%%
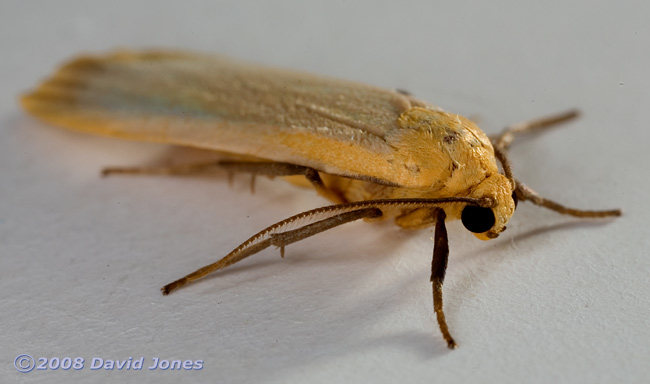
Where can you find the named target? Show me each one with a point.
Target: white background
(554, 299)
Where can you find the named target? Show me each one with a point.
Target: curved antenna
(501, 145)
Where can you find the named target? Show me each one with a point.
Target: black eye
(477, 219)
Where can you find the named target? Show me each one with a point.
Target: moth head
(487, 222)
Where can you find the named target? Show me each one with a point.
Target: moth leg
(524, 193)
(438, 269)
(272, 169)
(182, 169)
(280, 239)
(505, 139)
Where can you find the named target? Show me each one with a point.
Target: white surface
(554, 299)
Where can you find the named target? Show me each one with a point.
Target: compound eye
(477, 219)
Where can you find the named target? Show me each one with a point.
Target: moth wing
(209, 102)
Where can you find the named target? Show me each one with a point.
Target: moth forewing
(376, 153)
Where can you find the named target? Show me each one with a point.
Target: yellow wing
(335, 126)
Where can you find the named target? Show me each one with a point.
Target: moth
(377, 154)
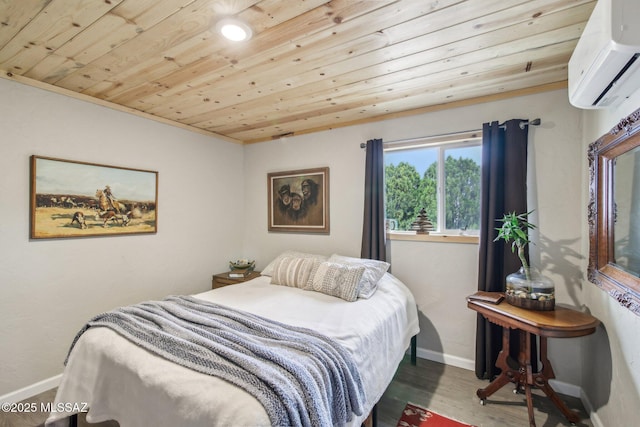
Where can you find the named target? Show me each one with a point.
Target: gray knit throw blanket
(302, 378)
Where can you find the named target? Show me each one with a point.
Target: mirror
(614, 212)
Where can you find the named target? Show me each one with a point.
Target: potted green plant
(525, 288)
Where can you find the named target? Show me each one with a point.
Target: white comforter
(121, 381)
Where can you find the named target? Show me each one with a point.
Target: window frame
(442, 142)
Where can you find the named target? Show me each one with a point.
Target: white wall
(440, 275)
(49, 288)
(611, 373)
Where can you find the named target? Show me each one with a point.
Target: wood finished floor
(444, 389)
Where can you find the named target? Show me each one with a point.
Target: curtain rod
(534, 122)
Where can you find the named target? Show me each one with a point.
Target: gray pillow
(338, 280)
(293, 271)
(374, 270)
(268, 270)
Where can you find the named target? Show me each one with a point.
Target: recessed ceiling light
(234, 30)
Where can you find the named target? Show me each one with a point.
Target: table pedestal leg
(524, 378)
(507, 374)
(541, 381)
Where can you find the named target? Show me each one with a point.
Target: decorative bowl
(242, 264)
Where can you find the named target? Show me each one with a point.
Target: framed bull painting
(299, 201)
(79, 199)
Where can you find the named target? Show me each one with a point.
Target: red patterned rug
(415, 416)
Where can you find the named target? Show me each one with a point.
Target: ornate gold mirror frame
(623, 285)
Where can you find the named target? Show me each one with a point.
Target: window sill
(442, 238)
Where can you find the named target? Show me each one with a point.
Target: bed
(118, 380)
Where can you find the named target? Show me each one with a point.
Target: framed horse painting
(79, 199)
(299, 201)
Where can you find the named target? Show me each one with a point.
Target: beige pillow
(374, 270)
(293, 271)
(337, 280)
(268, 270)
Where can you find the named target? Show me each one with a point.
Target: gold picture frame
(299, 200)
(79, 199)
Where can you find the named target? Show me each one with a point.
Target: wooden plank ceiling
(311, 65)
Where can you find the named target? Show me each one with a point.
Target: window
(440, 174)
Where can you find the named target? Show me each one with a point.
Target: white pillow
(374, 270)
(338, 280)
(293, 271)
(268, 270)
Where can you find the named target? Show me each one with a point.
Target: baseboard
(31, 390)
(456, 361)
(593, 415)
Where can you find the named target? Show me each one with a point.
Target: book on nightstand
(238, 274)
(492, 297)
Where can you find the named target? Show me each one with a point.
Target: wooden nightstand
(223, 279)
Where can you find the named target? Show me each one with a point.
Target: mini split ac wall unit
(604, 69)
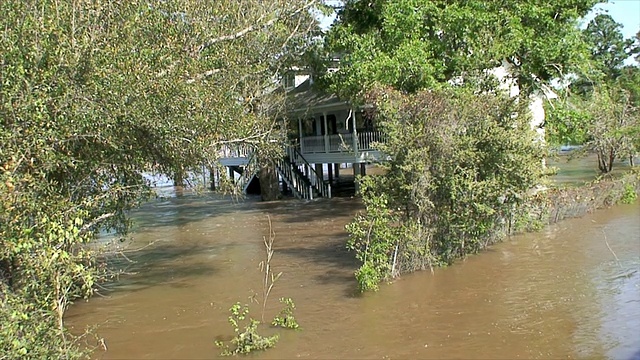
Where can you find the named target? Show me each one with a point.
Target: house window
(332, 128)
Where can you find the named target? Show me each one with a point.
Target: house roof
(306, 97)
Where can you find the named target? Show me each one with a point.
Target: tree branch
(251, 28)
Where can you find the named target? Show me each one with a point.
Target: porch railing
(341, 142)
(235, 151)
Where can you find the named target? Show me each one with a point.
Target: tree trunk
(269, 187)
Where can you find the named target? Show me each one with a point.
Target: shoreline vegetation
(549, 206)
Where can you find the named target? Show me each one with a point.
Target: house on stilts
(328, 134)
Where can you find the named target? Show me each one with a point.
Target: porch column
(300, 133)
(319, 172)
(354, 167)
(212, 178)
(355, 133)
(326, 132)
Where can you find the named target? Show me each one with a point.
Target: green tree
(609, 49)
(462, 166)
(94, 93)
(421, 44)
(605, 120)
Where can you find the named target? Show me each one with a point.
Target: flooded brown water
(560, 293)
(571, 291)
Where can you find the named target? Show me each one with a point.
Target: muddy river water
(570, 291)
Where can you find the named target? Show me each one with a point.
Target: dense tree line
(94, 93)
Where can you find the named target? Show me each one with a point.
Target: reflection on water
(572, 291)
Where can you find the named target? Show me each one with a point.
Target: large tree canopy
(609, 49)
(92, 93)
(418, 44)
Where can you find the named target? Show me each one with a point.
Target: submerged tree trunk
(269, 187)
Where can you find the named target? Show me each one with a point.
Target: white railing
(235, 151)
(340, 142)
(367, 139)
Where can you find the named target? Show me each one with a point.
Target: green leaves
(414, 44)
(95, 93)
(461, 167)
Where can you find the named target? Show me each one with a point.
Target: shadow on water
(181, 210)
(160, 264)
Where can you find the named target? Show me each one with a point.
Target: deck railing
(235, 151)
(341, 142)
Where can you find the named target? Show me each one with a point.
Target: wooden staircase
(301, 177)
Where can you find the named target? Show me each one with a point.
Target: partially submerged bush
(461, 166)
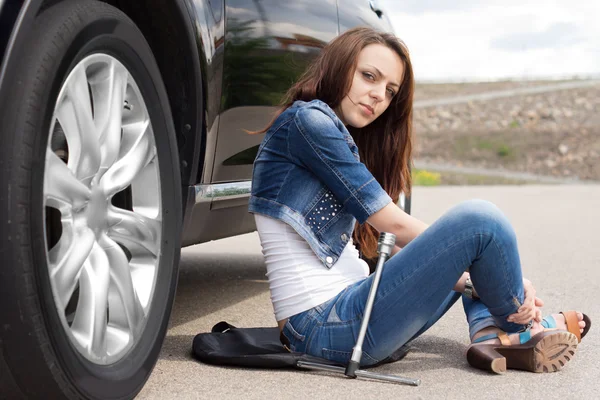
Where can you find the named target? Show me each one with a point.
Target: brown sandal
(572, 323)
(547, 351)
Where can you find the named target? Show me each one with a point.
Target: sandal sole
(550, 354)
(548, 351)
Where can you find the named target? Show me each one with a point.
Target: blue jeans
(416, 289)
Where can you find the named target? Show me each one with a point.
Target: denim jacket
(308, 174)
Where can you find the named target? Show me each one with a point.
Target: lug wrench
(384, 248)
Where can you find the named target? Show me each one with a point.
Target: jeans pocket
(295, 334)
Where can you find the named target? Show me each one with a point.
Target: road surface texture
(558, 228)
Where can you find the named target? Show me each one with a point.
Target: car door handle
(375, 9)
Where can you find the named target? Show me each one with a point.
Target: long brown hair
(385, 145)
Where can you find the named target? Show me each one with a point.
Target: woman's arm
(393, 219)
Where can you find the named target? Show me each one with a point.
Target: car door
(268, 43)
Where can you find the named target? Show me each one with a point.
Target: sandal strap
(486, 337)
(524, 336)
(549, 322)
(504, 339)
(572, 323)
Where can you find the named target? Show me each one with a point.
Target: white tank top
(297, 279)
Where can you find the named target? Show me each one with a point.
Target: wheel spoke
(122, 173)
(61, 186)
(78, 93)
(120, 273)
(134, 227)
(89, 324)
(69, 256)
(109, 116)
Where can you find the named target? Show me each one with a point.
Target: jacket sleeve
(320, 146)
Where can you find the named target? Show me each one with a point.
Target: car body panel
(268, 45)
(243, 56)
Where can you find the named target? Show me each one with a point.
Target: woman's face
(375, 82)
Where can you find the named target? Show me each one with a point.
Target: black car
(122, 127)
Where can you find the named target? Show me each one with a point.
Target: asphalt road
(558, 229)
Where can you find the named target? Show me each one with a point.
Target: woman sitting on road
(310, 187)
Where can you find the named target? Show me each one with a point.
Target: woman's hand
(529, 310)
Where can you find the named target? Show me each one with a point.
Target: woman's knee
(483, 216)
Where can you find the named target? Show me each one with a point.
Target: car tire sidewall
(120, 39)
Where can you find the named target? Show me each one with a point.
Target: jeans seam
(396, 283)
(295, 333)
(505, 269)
%%
**Instructions for the task:** Pictures in the records above are not copied; print everything else exactly.

**The response:**
Where can you find the named target? Show me each one with a point.
Target: white background
(554, 299)
Where can you find the named target? Show me each one with a point.
Target: curved antenna
(501, 145)
Where can you find the named target? Show me each one with a point.
Target: black eye
(477, 219)
Where can you find the named target? Show me each one with a point.
Target: moth head
(487, 222)
Where can you find the named target? Show me each one with a point.
Target: moth leg
(524, 193)
(438, 269)
(272, 169)
(182, 169)
(280, 239)
(505, 139)
Where can you find the named target? Show me each one with a point.
Target: white surface
(554, 299)
Where can you find the named target? Show me each one with a point.
Target: compound eye
(477, 219)
Where can you find the named target? Show me each one with a point.
Target: moth wing
(209, 102)
Where can you find the named target? Show me each one with a point.
Target: moth forewing
(376, 153)
Where can you find the named target? Show me each one with a point.
Target: yellow wing
(335, 126)
Where can you find the named target? Show me each one with a point.
Target: moth
(377, 154)
Where can you find the named target? Show me each one with a point.
Target: gray knit throw blanket
(302, 378)
Where can you find the named target? Show me each one with a point.
Target: mirror
(614, 212)
Where can you find the named target? Show me each one with a point.
Target: potted green plant
(525, 288)
Where can you find the named target? Show me each one with a point.
Target: white comforter
(121, 381)
Where can you find the named target? Show me each one with a point.
Target: window frame
(442, 142)
Where can you find the named target? Show me each one with a point.
Target: white wall
(440, 275)
(49, 288)
(611, 373)
Where can you find the named target? Show me each one with a point.
Target: wood finished floor
(444, 389)
Where can you find the named target? Show me each one with a point.
Target: curtain rod
(534, 122)
Where can you find the named target? Show me each one with a point.
Target: gray pillow
(338, 280)
(293, 271)
(374, 270)
(268, 270)
Where can you find the named target? Show me each one with a point.
Target: recessed ceiling light
(234, 30)
Where can you find the named target? Show me each one with a point.
Target: table pedestal leg
(524, 378)
(507, 374)
(541, 381)
Where can you find the named target? Show me each one with a point.
Target: decorative bowl
(242, 264)
Where can you find the named target? Show me each one with a point.
Target: framed bull painting
(299, 201)
(79, 199)
Where can you find the named target? Show me each one with a point.
Target: red patterned rug
(415, 416)
Where can you find the named target? Show me each one with a point.
Target: ornate gold mirror frame
(623, 285)
Where can you find the named target? Show me each one with a point.
Target: window sill
(442, 238)
Where can you find the named target? Show me each one with a point.
Target: bed
(118, 380)
Where can you find the named target? Show me each one with a point.
Target: framed horse painting
(79, 199)
(299, 201)
Where can you find the named target? Show me each one with a point.
Target: beige pillow
(374, 270)
(293, 271)
(337, 280)
(268, 270)
Where can you find the named target? Show me each one with a point.
Target: gold picture frame
(299, 200)
(79, 199)
Where can you find the named target? Show me each one with a point.
Target: wooden plank ceiling
(311, 65)
Where can you find the named target? Show me each one with a point.
Target: window
(440, 174)
Where can you find the named target? Show me each one with a point.
Target: white pillow
(374, 270)
(338, 280)
(293, 271)
(268, 270)
Where can you find the named target? Show me each one with a point.
Target: baseboard
(31, 390)
(456, 361)
(593, 415)
Where can you find the named target? Show me each one with a point.
Target: book on nightstand
(238, 274)
(492, 297)
Where can you find the named target? Show me each one with a point.
Target: wooden nightstand
(223, 279)
Where can you find the named target? Show me each one with a point.
Target: mini split ac wall unit
(604, 69)
Where can you find the named target? Show me each one with a point.
Target: house window
(332, 128)
Where can you find the named target? Show me each one with a point.
Target: house roof
(306, 97)
Where can you find the named target? Show me each one with a point.
Target: tree branch
(251, 28)
Where can you find the named target? Show me each one with a point.
Target: porch railing
(341, 142)
(235, 151)
Where can you find the named target? Show me each one with a point.
Target: tree trunk
(269, 187)
Where can you find the named target? Show me each one with a point.
Target: shoreline vegetation
(549, 206)
Where can you find the named target? Show me each one with a point.
Target: house on stilts
(328, 134)
Where can you find the named target? Show me each one with a point.
Target: porch column
(300, 133)
(319, 172)
(354, 167)
(212, 178)
(355, 133)
(326, 132)
Where can you find the named target? Show me each one with a point.
Target: green tree
(609, 49)
(462, 166)
(94, 93)
(421, 44)
(605, 120)
Where can you find the named target? Show me each one with a point.
Target: flooded brown water
(560, 293)
(571, 291)
Where can you find the named target? Show me each one with a point.
Target: muddy river water
(570, 291)
Where can you find the named target? Show me each one with a point.
Target: dense tree line
(94, 93)
Where can you find the named target? Show me each one with a point.
Target: reflection on water
(572, 291)
Where can you find the named target? Show me each one with a point.
Target: large tree canopy
(609, 49)
(92, 93)
(418, 44)
Where can you find the named target? Show me each one with a point.
Target: submerged tree trunk
(269, 187)
Where can you find the named target? Show me each one with a point.
Target: white railing
(235, 151)
(340, 142)
(367, 139)
Where can you find the named target? Show me each one with a point.
Target: green leaves
(414, 44)
(95, 93)
(461, 167)
Where can you find the named target? Show me each one with a point.
Target: shadow on water
(181, 210)
(160, 264)
Where can you find the named target? Show me each one with a point.
Target: deck railing
(235, 151)
(341, 142)
Where can you find the named target? Show me each one with a point.
Target: wooden staircase
(301, 177)
Where can you find the named target? Show me each one with a point.
Target: partially submerged bush
(461, 166)
Where can you find the named target? Show me each one with a point.
Target: brown sandal
(572, 323)
(547, 351)
Where can you find the named target? Show me each one with a point.
Target: sandal sole
(550, 354)
(548, 351)
Where can you find the named target? Show me each one with a point.
Target: blue jeans
(416, 289)
Where can you find the named target? Show me each one with a point.
Target: denim jacket
(308, 174)
Where can you find the named target? Show me each one with a point.
Target: lug wrench
(384, 248)
Where can you find the named target? Show me each one with a point.
Target: jeans pocket
(295, 334)
Where can you find the named target? Show me each one with a point.
Target: road surface texture
(558, 228)
Where can you find the named target? Show me each one with a point.
Target: car door handle
(375, 9)
Where can you find the named target? Show me each one with a point.
Target: long brown hair
(385, 145)
Where can you find the named target? Show me each one with a point.
Target: woman's arm
(393, 219)
Where can you find the named target? Show me each one with a point.
Target: car door
(268, 43)
Where can you find the named target? Show me each one with a point.
Target: sandal strap
(486, 337)
(524, 336)
(549, 322)
(504, 339)
(572, 323)
Where can you find the named target? Show me each one with a point.
Target: white tank top
(297, 279)
Where can you find the named target? Show me each one with a point.
Target: wheel spoke
(122, 173)
(61, 186)
(78, 93)
(120, 273)
(134, 227)
(89, 324)
(69, 256)
(109, 116)
Where can you find the named target? Show me each one with a point.
Target: jacket sleeve
(320, 146)
Where can you find the named target? Show me each one with a point.
Target: car body panel
(268, 45)
(243, 56)
Where can you find the named target? Show me each one with a point.
Target: woman's face
(375, 82)
Where can you find the named target? Show me each one with a point.
Target: black car
(122, 127)
Where can you find the named target? Show me each one with a point.
Target: asphalt road
(558, 229)
Where can you find the named target? Show me each one with a point.
Target: woman sitting on road
(310, 187)
Where can you find the named target? Show me each one with a point.
Target: woman's hand
(529, 310)
Where can you find the named target? Show me each one with a point.
Target: woman's knee
(483, 216)
Where can you find the named target? Show me each one with a point.
Target: car tire sidewall
(120, 39)
Where can you find the named target? Show me each one with a point.
Target: jeans seam
(396, 283)
(295, 333)
(505, 269)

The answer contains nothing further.